-- Directions --
Lines from the line with "query: microwave door handle" to the line with "Provide the mask of every instance of the ceiling" in the entries below, and only those, must be output exactly, with both ends included.

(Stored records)
------------------------------------------------------------

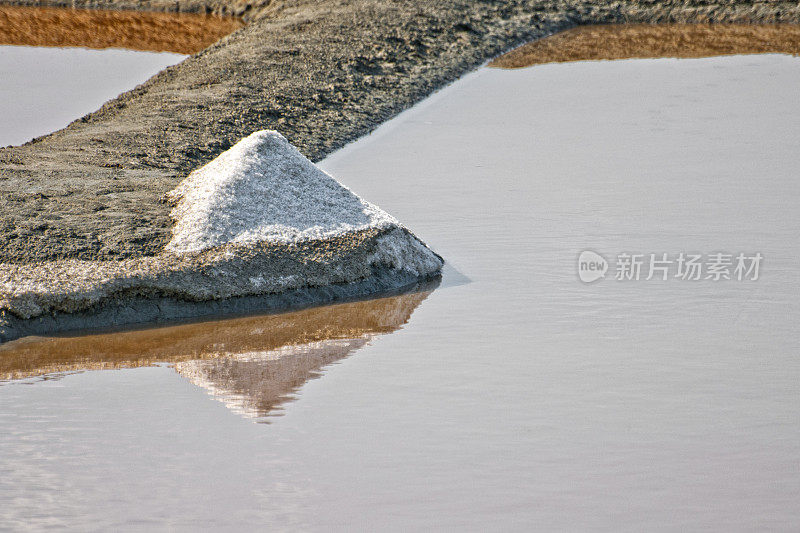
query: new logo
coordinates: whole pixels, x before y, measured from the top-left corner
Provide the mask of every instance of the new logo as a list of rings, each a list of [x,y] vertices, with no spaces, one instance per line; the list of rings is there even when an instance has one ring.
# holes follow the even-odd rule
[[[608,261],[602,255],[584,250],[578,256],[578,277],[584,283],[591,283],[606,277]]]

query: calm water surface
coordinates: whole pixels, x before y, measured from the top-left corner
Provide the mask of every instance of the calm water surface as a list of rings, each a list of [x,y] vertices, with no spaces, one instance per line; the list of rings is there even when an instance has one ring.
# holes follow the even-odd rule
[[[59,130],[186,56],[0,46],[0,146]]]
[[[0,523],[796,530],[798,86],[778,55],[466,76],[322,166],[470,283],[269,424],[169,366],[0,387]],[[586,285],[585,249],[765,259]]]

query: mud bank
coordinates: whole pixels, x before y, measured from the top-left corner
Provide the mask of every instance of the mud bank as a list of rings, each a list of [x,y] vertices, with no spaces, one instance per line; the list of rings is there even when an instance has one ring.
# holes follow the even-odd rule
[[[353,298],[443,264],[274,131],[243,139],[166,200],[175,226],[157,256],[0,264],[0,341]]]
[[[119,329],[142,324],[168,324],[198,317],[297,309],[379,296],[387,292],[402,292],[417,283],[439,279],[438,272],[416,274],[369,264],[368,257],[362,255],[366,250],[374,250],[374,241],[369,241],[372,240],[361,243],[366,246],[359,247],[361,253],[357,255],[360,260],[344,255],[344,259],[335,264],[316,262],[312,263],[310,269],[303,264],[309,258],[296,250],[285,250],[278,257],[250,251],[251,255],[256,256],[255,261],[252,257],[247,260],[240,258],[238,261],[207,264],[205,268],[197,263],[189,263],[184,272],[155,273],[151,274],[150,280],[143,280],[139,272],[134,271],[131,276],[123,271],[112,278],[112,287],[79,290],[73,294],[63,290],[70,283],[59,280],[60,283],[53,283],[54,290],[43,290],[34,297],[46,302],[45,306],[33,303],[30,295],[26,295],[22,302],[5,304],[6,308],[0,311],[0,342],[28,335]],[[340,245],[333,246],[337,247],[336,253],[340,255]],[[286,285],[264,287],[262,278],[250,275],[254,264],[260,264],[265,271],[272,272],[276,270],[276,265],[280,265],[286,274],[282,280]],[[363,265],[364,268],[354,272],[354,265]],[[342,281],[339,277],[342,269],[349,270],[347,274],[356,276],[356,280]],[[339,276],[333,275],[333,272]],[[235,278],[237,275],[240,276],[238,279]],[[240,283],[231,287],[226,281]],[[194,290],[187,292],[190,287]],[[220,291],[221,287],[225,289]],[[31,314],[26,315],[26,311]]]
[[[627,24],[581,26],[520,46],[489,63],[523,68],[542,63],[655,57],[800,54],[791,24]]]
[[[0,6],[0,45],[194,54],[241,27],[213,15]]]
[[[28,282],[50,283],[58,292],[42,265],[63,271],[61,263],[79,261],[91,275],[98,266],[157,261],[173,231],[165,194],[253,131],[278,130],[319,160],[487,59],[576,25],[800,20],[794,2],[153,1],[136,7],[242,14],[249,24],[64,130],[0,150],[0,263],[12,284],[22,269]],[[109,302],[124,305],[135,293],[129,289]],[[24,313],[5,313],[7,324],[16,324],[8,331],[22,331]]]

------------------------------------------------------------

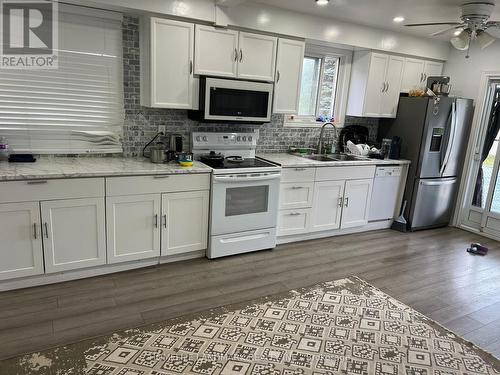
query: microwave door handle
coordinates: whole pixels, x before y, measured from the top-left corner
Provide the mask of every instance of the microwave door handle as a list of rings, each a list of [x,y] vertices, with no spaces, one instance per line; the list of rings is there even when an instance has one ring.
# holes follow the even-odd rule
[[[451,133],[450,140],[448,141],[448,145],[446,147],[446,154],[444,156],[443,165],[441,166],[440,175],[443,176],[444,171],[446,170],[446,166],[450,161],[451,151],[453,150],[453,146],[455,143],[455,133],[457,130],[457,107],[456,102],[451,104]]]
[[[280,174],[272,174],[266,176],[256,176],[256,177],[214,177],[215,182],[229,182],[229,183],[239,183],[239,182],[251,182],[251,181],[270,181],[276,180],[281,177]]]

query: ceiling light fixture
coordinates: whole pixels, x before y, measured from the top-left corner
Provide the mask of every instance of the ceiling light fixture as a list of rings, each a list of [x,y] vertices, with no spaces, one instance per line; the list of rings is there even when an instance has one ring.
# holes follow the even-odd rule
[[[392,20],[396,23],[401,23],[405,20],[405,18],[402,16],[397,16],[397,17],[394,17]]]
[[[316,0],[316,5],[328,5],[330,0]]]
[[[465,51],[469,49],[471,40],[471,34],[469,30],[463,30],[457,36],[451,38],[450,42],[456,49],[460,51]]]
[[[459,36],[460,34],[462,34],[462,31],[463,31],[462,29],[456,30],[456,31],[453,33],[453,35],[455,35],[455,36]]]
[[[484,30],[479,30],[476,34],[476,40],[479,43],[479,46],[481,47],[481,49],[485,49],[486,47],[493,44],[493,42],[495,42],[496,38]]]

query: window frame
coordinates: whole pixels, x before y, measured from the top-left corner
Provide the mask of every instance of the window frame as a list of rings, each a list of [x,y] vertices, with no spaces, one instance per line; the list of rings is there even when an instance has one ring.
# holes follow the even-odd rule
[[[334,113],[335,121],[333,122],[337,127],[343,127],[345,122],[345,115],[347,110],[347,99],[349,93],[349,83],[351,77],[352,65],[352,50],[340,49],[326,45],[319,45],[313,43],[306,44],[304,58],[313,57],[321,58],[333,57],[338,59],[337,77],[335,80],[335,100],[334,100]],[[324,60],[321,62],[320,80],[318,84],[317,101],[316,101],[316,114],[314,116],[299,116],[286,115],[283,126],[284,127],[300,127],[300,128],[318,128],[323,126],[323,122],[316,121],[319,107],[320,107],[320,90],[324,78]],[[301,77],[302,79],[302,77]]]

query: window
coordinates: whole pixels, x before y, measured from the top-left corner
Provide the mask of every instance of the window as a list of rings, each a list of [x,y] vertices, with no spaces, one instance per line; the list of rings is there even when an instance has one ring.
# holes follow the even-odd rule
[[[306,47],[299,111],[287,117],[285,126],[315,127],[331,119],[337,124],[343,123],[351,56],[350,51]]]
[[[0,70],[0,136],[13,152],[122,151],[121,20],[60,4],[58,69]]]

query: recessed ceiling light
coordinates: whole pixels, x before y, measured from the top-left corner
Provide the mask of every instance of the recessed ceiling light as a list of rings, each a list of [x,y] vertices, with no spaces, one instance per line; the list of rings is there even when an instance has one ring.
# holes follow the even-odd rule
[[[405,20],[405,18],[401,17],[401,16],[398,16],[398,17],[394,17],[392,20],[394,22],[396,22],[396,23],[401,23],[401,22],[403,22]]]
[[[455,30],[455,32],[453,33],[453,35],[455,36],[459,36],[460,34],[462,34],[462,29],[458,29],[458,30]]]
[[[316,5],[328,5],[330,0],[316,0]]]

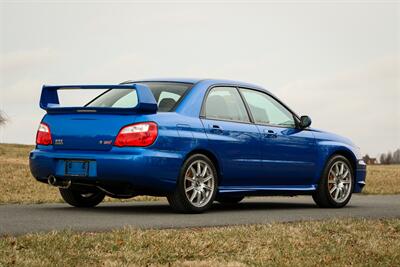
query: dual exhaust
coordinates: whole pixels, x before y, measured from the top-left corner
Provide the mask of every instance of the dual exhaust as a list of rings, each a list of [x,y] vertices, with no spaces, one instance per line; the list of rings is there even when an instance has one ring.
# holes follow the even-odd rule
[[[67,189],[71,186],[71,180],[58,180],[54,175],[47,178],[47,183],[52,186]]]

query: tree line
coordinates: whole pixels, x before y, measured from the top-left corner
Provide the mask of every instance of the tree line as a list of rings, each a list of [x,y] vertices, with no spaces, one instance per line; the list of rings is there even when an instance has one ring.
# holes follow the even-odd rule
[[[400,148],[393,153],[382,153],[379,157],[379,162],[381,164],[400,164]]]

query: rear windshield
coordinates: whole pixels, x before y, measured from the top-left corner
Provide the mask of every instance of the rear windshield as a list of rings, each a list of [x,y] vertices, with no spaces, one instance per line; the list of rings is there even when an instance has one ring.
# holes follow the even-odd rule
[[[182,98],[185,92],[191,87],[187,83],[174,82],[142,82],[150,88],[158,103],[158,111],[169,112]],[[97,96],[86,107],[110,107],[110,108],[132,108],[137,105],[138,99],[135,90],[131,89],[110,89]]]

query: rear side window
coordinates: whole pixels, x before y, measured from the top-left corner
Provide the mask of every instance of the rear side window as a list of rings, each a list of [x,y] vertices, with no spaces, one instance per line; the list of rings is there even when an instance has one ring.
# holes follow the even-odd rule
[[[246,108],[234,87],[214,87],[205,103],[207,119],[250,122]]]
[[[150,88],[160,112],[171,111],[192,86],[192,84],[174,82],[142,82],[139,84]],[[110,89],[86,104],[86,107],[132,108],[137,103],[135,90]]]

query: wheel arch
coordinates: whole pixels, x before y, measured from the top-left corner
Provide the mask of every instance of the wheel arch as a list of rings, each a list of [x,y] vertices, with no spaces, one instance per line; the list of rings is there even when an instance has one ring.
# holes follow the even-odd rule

------------------------------------------------------------

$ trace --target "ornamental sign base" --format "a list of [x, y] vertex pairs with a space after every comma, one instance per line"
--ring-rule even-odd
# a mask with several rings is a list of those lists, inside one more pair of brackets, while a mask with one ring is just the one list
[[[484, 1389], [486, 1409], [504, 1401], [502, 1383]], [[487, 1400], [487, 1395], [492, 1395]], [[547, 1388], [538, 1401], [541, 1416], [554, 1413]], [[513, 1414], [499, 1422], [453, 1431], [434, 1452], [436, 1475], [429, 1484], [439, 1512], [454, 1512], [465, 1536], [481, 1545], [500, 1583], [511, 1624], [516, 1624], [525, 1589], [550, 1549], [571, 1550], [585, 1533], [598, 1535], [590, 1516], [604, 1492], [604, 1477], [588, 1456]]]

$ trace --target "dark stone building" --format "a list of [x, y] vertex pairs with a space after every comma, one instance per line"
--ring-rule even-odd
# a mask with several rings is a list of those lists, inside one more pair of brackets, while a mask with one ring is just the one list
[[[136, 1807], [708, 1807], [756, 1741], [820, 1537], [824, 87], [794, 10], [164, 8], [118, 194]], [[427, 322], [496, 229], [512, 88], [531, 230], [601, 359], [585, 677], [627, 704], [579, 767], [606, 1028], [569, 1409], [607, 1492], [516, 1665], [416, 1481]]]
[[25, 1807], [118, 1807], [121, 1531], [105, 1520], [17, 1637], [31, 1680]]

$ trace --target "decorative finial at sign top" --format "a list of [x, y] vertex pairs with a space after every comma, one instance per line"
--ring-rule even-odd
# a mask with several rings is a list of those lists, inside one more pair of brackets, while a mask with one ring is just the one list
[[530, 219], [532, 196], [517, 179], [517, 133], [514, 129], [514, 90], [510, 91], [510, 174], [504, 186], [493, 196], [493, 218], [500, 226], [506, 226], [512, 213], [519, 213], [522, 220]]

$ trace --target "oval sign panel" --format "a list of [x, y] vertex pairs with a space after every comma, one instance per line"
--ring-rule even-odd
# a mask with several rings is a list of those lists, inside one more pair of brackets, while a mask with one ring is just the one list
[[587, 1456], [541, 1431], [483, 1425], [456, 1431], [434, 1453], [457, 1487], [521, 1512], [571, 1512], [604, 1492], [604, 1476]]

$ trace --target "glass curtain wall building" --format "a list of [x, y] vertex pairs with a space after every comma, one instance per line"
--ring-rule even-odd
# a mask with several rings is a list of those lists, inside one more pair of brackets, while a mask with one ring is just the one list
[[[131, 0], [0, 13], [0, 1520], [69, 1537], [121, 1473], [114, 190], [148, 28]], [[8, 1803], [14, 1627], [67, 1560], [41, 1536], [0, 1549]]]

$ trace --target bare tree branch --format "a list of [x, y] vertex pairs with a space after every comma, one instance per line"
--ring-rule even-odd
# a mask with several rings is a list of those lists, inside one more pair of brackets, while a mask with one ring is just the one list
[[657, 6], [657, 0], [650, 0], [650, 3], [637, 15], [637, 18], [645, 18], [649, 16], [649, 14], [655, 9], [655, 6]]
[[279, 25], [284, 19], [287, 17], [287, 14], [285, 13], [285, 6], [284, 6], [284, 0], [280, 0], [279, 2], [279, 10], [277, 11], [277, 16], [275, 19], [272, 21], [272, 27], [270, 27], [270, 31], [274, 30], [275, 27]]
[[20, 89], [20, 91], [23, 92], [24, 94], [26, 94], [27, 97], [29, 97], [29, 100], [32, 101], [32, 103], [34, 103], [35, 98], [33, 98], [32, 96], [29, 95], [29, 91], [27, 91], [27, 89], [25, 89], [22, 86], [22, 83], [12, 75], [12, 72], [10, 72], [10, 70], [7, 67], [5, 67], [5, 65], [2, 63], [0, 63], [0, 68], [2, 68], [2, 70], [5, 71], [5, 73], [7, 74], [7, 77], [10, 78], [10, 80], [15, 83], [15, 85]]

------------------------------------------------------------

-- Solution --
query: microwave door handle
coordinates: whole pixels, x before y, measured from the top-left corner
Provide the mask of every instance of the microwave door handle as a list of rings, each a list of [x,y] vertices, with no spaces, one instance per line; the list of rings is there even when an instance has one ring.
# holes follow the even-odd rule
[[[451,133],[450,140],[448,141],[448,145],[446,147],[446,154],[444,156],[443,165],[441,166],[440,175],[443,176],[444,171],[446,170],[446,166],[450,161],[451,151],[453,150],[453,146],[455,143],[455,133],[457,130],[457,107],[456,102],[451,104]]]
[[[280,174],[272,174],[266,176],[256,176],[256,177],[214,177],[215,182],[229,182],[229,183],[239,183],[239,182],[251,182],[251,181],[270,181],[276,180],[281,177]]]

query: ceiling light fixture
coordinates: whole pixels, x before y, measured from the top-left corner
Provide the mask of every instance of the ceiling light fixture as a list of rings, each a list of [x,y] vertices, with no spaces, one instance per line; the list of rings is there even when an instance has one ring.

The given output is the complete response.